• **Texto fornecido**
........
Um ensaio clínico na Índia não mostrou que o uso de plasma de doentes que tinham recuperado da Covid-19 tivesse qualquer efeito positivo na redução da mortalidade ou progressão para doença mais grave. Os resultados foram publicados na revista científica BMJ.
Foram selecionados 464 adultos com sintomas moderados de Covid-19, entre abril e julho, e distribuídos, aleatoriamente, entre o grupo que receberia o plasma convalescente ao mesmo tempo que os tratamentos convencionais (com 235 doentes) e o grupo que só receberia os tratamentos convencionais, ou seja, o grupo controlo (com 229 doentes).
Nos 28 dias de acompanhamento dos doentes, 44 que receberam o tratamento com plasma convalescente e 41 que estavam no grupo controlo evoluíram para uma doença grave ou acabaram por morrer. A conclusão dos investigadores é que, comparando a evolução para casos graves ou morte nos dois grupos, não se registou diferença significativa, logo não houve benefício no uso do plasma como tratamento.
........
• **Conteúdo da listagem**
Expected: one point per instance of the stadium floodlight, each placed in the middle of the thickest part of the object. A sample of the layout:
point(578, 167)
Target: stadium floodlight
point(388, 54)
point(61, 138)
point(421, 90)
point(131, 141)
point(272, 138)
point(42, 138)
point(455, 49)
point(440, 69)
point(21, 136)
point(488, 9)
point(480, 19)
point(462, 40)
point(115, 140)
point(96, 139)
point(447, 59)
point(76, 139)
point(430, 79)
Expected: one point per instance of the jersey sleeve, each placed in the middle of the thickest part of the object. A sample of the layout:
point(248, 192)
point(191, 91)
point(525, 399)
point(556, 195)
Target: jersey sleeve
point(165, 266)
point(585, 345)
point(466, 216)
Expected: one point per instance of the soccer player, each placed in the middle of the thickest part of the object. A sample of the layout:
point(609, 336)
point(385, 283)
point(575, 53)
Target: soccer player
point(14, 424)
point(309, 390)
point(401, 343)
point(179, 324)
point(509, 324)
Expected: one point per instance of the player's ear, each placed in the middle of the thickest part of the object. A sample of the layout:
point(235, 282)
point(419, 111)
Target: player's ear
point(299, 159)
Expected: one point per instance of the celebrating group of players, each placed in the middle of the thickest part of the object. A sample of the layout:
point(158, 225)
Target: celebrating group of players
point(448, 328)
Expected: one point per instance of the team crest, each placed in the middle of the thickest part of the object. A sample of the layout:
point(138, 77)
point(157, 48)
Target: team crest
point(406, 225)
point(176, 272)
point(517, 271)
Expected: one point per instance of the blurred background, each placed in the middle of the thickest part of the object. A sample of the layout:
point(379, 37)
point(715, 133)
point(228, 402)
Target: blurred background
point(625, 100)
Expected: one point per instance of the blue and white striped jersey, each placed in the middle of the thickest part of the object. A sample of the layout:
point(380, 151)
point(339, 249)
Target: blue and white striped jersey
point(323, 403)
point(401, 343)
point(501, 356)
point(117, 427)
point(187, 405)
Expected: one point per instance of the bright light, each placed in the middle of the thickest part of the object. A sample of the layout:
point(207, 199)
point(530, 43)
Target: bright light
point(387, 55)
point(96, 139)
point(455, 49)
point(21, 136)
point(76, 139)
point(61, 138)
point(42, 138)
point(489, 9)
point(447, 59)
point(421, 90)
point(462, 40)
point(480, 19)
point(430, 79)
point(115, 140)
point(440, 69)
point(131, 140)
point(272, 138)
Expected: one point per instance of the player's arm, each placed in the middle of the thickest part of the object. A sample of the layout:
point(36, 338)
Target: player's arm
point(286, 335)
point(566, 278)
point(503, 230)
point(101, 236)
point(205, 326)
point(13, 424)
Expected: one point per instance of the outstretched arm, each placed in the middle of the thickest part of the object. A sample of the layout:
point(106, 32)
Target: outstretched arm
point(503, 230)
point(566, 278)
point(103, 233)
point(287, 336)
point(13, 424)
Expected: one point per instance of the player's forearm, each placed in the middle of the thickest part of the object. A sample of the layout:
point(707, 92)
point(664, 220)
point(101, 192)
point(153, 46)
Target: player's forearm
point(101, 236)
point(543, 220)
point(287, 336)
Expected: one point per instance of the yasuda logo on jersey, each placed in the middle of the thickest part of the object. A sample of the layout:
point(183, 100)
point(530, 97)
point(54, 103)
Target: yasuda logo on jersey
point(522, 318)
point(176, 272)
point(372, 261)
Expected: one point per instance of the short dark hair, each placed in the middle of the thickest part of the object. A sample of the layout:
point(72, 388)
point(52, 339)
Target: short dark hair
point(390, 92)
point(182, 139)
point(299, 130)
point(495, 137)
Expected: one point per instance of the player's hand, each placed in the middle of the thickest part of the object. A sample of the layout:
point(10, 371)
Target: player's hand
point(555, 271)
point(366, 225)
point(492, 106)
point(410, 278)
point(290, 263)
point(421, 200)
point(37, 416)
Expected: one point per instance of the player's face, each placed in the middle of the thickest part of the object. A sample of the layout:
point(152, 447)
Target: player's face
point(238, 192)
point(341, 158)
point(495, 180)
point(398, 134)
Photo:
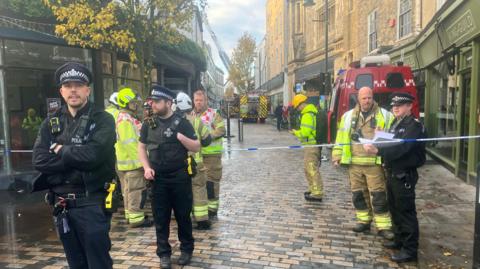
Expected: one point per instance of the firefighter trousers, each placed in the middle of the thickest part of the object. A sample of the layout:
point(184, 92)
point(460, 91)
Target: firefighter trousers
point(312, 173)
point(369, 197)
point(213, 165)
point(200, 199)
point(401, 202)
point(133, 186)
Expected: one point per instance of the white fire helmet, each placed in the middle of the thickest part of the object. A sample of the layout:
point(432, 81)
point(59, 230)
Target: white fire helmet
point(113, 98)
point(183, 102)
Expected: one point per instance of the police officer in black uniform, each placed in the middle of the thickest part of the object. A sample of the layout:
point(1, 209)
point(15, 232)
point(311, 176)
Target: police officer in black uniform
........
• **Instruções**
1. Devolva, do texto sobre o plasma convalescente, o trecho que vai de "Foram selecionados 464" até "(com 229 doentes).", inclusive, sem qualquer alteração.
2. Com base no texto sobre o plasma convalescente, responda:
(a) Em que revista científica foram publicados os resultados?
(b) Quantos adultos foram selecionados para o ensaio?
(c) Durante quantos dias os doentes foram acompanhados?

• **Respostas**
1.
Foram selecionados 464 adultos com sintomas moderados de Covid-19, entre abril e julho, e distribuídos, aleatoriamente, entre o grupo que receberia o plasma convalescente ao mesmo tempo que os tratamentos convencionais (com 235 doentes) e o grupo que só receberia os tratamentos convencionais, ou seja, o grupo controlo (com 229 doentes).

2.
(a) Na revista BMJ.
(b) 464 adultos.
(c) 28 dias.